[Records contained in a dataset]
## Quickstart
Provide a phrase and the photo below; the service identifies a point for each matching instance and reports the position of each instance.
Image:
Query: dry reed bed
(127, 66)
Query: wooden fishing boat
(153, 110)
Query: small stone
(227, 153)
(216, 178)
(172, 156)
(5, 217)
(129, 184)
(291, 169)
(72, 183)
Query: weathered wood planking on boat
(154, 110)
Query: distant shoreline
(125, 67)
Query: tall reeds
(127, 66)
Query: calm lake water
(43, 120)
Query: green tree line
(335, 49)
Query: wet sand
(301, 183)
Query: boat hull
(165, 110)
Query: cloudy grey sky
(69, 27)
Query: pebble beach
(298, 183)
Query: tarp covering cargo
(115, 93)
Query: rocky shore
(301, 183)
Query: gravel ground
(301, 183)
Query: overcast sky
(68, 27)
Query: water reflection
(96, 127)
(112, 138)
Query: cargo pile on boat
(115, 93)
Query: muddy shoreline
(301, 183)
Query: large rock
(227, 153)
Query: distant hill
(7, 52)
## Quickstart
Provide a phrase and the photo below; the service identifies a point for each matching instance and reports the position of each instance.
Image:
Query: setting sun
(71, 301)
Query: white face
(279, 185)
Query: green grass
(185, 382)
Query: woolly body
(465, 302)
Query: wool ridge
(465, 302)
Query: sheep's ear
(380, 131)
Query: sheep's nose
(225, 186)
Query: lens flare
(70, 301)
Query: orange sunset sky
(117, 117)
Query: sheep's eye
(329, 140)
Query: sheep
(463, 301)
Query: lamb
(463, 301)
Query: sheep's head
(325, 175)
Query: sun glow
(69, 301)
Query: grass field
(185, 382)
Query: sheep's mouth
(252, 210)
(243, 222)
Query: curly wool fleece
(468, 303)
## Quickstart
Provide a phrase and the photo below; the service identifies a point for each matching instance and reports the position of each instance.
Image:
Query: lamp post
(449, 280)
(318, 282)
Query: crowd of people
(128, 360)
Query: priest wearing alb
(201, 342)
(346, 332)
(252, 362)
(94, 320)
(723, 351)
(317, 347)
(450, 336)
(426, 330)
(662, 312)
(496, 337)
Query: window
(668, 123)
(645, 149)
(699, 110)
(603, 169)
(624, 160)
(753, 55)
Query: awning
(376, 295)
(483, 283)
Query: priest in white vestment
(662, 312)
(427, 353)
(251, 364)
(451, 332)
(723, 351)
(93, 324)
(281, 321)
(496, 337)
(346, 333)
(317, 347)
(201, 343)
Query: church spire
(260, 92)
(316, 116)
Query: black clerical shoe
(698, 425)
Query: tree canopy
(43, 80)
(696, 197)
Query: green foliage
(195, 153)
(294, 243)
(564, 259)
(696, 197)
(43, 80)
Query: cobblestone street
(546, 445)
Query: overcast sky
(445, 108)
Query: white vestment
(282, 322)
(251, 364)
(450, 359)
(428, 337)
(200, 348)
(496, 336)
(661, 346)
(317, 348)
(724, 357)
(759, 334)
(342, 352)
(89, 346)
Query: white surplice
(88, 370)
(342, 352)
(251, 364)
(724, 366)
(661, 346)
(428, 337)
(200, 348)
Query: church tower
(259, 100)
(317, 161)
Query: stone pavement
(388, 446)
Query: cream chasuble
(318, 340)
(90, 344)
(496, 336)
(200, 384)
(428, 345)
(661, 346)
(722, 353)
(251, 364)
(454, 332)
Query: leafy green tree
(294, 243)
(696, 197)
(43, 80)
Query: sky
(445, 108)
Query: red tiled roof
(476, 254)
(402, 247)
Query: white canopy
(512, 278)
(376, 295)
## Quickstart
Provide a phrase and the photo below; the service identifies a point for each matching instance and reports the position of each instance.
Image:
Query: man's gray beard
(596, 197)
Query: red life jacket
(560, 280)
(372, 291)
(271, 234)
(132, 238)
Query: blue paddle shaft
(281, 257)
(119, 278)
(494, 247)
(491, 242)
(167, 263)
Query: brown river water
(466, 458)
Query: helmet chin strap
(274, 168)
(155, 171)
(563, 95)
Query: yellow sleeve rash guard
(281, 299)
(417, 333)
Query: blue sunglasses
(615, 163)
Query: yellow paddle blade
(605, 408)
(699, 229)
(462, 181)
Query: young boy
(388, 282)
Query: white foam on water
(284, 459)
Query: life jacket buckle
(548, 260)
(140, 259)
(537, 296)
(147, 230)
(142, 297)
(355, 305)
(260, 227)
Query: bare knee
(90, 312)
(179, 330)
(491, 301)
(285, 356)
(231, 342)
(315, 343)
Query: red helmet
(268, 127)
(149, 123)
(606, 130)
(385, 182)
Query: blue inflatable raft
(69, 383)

## Task to complete:
Write all the data out again, exactly.

## Solution to the exercise:
## Quickstart
Provide a phrase and the photo below; the service identifies a point for each matching instance and reports the position of each instance.
Image:
Query: dry reed bed
(127, 66)
Query: wooden fishing boat
(153, 110)
Query: small stone
(227, 153)
(216, 178)
(172, 156)
(5, 217)
(129, 184)
(291, 169)
(72, 183)
Query: weathered wood planking on boat
(154, 110)
Query: distant shoreline
(125, 67)
Query: tall reeds
(127, 66)
Query: calm lake water
(43, 120)
Query: green tree line
(335, 49)
Query: wet sand
(301, 183)
Query: boat hull
(165, 110)
Query: cloudy grey sky
(69, 27)
Query: pebble beach
(298, 183)
Query: tarp covering cargo
(115, 93)
Query: rocky shore
(301, 183)
Query: gravel ground
(301, 183)
Query: overcast sky
(68, 27)
Query: water reflection
(96, 127)
(112, 138)
Query: cargo pile on boat
(115, 93)
Query: muddy shoreline
(301, 183)
Query: large rock
(227, 153)
Query: distant hill
(7, 52)
## Quickstart
Provide a phrase and the photo below; the service identifies a point for each matching instance and reports the position of each instance.
Image:
Query: setting sun
(71, 301)
Query: white face
(279, 185)
Query: green grass
(185, 382)
Query: woolly body
(465, 302)
Query: wool ridge
(465, 302)
Query: sheep's ear
(380, 131)
Query: sheep's nose
(225, 186)
Query: lens flare
(70, 301)
Query: orange sunset sky
(117, 117)
Query: sheep's eye
(329, 140)
Query: sheep
(463, 301)
Query: lamb
(463, 301)
Query: sheep's head
(325, 175)
Query: sun glow
(69, 301)
Query: grass field
(185, 382)
Query: sheep's mouth
(252, 210)
(243, 222)
Query: curly wool fleece
(468, 303)
## Quickstart
Provide a phrase and the photo below; the service identifies a point for each matching instance and reports the position of each instance.
Image:
Query: lamp post
(449, 280)
(318, 282)
Query: crowd of people
(128, 360)
Query: priest wearing alb
(201, 342)
(346, 332)
(252, 362)
(94, 320)
(723, 351)
(317, 347)
(450, 336)
(426, 330)
(662, 312)
(496, 337)
Query: window
(668, 123)
(645, 149)
(699, 110)
(603, 169)
(624, 160)
(753, 55)
Query: awning
(376, 295)
(483, 283)
Query: priest in white vestment
(662, 312)
(427, 353)
(251, 364)
(451, 332)
(723, 351)
(93, 324)
(281, 321)
(496, 337)
(346, 333)
(317, 347)
(201, 343)
Query: church spire
(260, 92)
(316, 116)
Query: black clerical shoe
(698, 425)
Query: tree canopy
(43, 80)
(696, 197)
Query: green foliage
(195, 153)
(294, 243)
(564, 259)
(696, 197)
(43, 80)
Query: cobblestone street
(546, 445)
Query: overcast sky
(445, 108)
Query: white vestment
(282, 322)
(251, 364)
(450, 359)
(428, 337)
(200, 348)
(496, 336)
(661, 346)
(317, 348)
(724, 357)
(759, 334)
(342, 352)
(89, 346)
Query: white surplice
(88, 370)
(342, 352)
(251, 364)
(724, 366)
(661, 346)
(428, 337)
(200, 348)
Query: church tower
(259, 100)
(317, 161)
Query: stone pavement
(388, 446)
Query: cream chasuble
(318, 340)
(90, 344)
(496, 336)
(200, 384)
(428, 345)
(661, 346)
(722, 353)
(251, 364)
(454, 332)
Query: leafy green tree
(294, 243)
(696, 197)
(43, 80)
Query: sky
(445, 108)
Query: red tiled roof
(476, 254)
(402, 247)
Query: white canopy
(512, 278)
(376, 295)
## Quickstart
Provide a phrase and the photo below; the service identifies a point for each matching instance and reports the position of each instance.
Image:
Query: man's gray beard
(596, 197)
Query: red life jacket
(560, 280)
(372, 291)
(271, 234)
(132, 238)
Query: blue paddle shaft
(281, 257)
(119, 278)
(494, 247)
(491, 242)
(167, 263)
Query: brown river water
(466, 458)
Query: helmet chin strap
(274, 168)
(155, 171)
(563, 95)
Query: yellow sleeve rash guard
(281, 299)
(417, 333)
Query: blue sunglasses
(615, 163)
Query: yellow paddle blade
(605, 408)
(699, 229)
(462, 181)
Query: young boy
(388, 282)
Query: white foam on water
(284, 459)
Query: life jacket buckle
(548, 260)
(140, 259)
(537, 296)
(147, 230)
(142, 297)
(355, 305)
(260, 227)
Query: bare knee
(90, 312)
(179, 330)
(491, 301)
(285, 356)
(231, 342)
(315, 343)
Query: red helmet
(268, 127)
(149, 123)
(606, 130)
(385, 182)
Query: blue inflatable raft
(69, 383)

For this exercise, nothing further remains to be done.